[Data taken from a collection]
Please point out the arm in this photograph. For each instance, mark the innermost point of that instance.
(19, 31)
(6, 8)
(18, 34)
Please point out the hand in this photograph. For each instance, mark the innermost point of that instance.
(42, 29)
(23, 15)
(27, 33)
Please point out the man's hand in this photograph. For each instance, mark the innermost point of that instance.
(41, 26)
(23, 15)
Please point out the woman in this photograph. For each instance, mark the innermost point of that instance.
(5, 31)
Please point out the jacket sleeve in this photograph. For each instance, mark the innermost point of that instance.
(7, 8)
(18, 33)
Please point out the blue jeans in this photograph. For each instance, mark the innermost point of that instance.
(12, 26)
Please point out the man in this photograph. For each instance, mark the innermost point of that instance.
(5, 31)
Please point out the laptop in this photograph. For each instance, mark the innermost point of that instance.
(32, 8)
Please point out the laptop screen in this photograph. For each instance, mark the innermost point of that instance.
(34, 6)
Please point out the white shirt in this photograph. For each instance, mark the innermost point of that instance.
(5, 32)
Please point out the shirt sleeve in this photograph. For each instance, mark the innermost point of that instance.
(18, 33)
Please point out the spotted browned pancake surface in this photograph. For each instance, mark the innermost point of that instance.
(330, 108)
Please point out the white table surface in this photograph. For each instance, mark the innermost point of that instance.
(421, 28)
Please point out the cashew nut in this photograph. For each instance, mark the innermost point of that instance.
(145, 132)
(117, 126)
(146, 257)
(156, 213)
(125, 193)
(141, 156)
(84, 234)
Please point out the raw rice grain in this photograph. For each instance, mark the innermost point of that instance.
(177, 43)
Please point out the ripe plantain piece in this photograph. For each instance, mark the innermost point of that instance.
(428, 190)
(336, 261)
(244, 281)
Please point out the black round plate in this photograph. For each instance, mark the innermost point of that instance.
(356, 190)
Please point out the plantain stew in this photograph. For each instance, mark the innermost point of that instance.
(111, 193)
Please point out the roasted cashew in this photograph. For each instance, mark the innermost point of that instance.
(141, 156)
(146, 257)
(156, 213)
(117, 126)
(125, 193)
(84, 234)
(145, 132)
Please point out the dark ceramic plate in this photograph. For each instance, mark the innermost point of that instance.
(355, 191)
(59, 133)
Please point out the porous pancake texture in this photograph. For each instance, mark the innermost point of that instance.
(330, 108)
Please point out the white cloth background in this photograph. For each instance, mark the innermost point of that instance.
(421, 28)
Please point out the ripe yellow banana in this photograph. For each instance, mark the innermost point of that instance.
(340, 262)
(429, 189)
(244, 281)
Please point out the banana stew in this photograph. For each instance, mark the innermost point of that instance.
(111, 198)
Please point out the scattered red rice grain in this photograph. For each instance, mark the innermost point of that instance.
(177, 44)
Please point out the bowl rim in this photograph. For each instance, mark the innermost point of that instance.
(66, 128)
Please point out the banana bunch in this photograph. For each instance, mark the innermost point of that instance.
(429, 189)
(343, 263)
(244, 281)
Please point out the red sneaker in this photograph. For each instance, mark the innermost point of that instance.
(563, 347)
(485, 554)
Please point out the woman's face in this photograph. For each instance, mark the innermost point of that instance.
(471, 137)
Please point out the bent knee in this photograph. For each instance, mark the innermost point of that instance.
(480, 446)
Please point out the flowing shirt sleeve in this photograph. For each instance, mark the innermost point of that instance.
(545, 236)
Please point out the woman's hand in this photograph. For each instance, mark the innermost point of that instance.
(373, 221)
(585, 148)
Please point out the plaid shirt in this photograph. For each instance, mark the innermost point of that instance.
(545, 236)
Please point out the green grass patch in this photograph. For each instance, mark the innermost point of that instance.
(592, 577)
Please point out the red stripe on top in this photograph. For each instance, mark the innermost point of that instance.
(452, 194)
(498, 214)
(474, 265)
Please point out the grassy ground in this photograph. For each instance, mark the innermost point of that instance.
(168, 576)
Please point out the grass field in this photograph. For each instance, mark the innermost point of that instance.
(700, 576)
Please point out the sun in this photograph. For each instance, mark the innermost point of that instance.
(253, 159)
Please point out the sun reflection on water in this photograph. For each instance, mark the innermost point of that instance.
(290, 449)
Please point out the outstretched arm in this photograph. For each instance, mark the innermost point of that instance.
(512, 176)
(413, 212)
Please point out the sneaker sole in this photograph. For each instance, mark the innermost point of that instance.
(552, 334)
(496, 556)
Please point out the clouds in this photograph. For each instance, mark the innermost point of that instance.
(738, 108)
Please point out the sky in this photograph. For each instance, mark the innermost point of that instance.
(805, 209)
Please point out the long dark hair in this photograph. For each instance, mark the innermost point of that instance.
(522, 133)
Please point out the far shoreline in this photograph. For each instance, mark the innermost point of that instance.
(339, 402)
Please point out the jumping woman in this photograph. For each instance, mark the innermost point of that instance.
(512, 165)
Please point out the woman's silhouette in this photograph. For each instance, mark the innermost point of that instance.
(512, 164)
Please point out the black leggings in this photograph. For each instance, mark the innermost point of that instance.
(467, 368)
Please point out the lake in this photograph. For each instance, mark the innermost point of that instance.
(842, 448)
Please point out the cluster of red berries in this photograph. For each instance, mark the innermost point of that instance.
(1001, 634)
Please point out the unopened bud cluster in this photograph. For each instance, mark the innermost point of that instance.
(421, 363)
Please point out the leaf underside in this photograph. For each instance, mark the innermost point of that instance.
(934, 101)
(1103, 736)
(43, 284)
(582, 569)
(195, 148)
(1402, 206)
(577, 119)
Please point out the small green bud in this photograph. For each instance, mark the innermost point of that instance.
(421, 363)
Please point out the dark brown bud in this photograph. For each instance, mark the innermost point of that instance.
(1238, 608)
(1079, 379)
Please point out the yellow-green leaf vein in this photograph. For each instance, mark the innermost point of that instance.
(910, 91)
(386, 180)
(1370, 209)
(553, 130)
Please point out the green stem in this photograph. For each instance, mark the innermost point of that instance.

__EXERCISE INSTRUCTIONS__: Rewrite the lines above, changing every "innermost point" to "central point" and keeping everything else the same.

__RESULT FOR THIS TASK__:
Please point out the arm in this photograph. For each instance, mark the central point of that instance.
(19, 31)
(6, 8)
(18, 34)
Please point out the hand in this photograph. For each instance, mark the central point of that instance.
(42, 29)
(23, 15)
(27, 33)
Please point out the man's hand in this photograph. For each instance, mark the central point of that instance.
(41, 26)
(23, 15)
Please point out the woman in this photograph. For each instance, mark the central point of that instance.
(5, 31)
Please point out the jacket sleeve in this photograph. For each instance, mark the central point of that instance.
(7, 8)
(18, 33)
Please point out the blue jeans in this photograph. For each instance, mark the central point of that instance.
(12, 26)
Please point out the man in this photograph. For each instance, mark the central point of that instance.
(5, 31)
Please point out the laptop in this photograph. For each instance, mark the central point of that instance.
(32, 8)
Please point out the laptop screen in this photograph. For each instance, mark the central point of that instance.
(34, 6)
Please point out the white shirt in this photograph. For each instance, mark the central point of that instance.
(5, 32)
Please point out the shirt sleeve in this photograph. For each instance, mark the central point of that instance.
(18, 33)
Please point out the spotted browned pancake surface in this photograph. For each instance, mark the central point of that instance.
(330, 108)
Please point out the white table surface in this photograph. For each instance, mark the central point of that instance.
(421, 28)
Please point out the cashew nut in this photograph. For each instance, mark the central point of that instance.
(145, 132)
(117, 126)
(146, 257)
(156, 213)
(125, 193)
(141, 156)
(84, 234)
Please point out the raw rice grain in this photograph. For each instance, mark the central point of that instance.
(177, 43)
Please point out the ripe plantain piece in this photograph. For each instance, mark the central point of that instance.
(428, 190)
(336, 261)
(244, 281)
Please point out the black round plate in this photograph. For each instance, mark the central point of that instance.
(356, 190)
Please point out the plantain stew in this photograph. For each instance, mark the central point of that instance.
(111, 193)
Please point out the roasted cashew in this photograph. For each instance, mark the central point of that instance.
(141, 156)
(146, 257)
(156, 213)
(117, 126)
(125, 193)
(84, 234)
(145, 132)
Please point out the dark ceramic plate in this photograph. For each instance, mark the central point of that instance.
(355, 191)
(59, 133)
Please point out the porous pancake texture in this photograph. For each instance, mark the central point of that instance.
(330, 108)
Please point out the white cloth background in this photograph. For each instance, mark the central point of that instance.
(421, 28)
Please point out the ripe yellow banana in this photograph. For each instance, mark the central point of that instance.
(340, 262)
(429, 189)
(244, 281)
Please point out the banana stew in this photograph. For each instance, mark the central point of that instance.
(111, 198)
Please point out the scattered red rice grain in this photograph. For each instance, mark the central point of that instance.
(177, 44)
Please point out the bowl rim in this photograph. For each instance, mark the central point of that instance.
(66, 128)
Please point out the banana bunch in this photograph. For each instance, mark the central point of that instance.
(429, 189)
(343, 263)
(244, 281)
Please point out the red sneaker in this photograph. For each instance, mark the central point of that instance.
(563, 347)
(485, 554)
Please point out the woman's face in this photograph. For each instance, mark the central point of that instance.
(471, 137)
Please point out the bent knee in this photograph. For each instance, mark the central point of that instance.
(480, 446)
Please point out the flowing shirt sleeve in this photograph. For each instance, mark the central point of that instance.
(545, 236)
Please point out the woman's hand in this photograph. For each instance, mark the central point of that instance.
(373, 221)
(585, 148)
Please point out the plaid shirt in this photograph. For each instance, mark the central point of that instance.
(545, 236)
Please point out the green grass patch in this photograph. For each instance, mark the central point of that instance.
(592, 577)
Please point out the red stripe on top in this photograph. For each instance, mark the central point of that instance.
(452, 194)
(498, 214)
(474, 265)
Please point out the grassy ground in this photograph. For each instance, mark the central point of that instance.
(168, 576)
Please point out the grass field in this photograph. For each instance, mark the central point of that instance.
(700, 576)
Please point out the sun in this photograph. For each instance, mark the central point of that instance.
(253, 159)
Please point out the sun reflection on water in this photograph. For each instance, mark the central point of that instance.
(290, 449)
Please point out the outstretched arm in this photograph. For each instance, mark the central point of that instance.
(512, 176)
(413, 212)
Please point out the sneaker sole in this photograph. For each instance, mark the central point of that instance.
(552, 334)
(496, 556)
Please point out the clouds in this photograph. For each instance, mark the central point of that instance.
(738, 108)
Please point out the sky in this photograph. For each instance, mark the central point of that instance.
(805, 209)
Please point out the long dark hair in this photograph. For each instance, mark the central point of that instance.
(522, 133)
Please point out the far shoreline in this photograph. For each instance, mark the central point of that instance.
(339, 402)
Please point out the jumping woman in this photograph. For each instance, mark the central point of that instance.
(512, 165)
Please point out the woman's silhouette in this photograph. For each instance, mark the central point of that instance.
(512, 164)
Please point out the black leggings in this photograph. For each instance, mark the central point of that instance.
(467, 368)
Please point out the lake in this photograph. For each instance, mark the central point of that instance.
(842, 448)
Please point out the cluster of red berries in this photograph. For each instance, mark the central point of that instance.
(1001, 634)
Please point out the unopened bud cluster in this photograph. For each instance, mark the central point of that instance.
(421, 363)
Please point out the leaf underside in this photograph. For each instance, mark the central point of that instance.
(934, 101)
(1103, 736)
(43, 284)
(582, 569)
(195, 148)
(1402, 206)
(577, 119)
Please point out the small green bud in this photograph. For each instance, mark the central point of that instance.
(421, 363)
Please point out the dark brown bud in this photograph. For each instance, mark the central point of that instance.
(1238, 608)
(1079, 379)
Please point out the yellow-green leaf vein in this photograph. For each instance, mark the central point of that instance.
(910, 91)
(386, 180)
(1370, 209)
(553, 130)
Please point out the green stem in this photograph. For each instance, mark the central point of that instance.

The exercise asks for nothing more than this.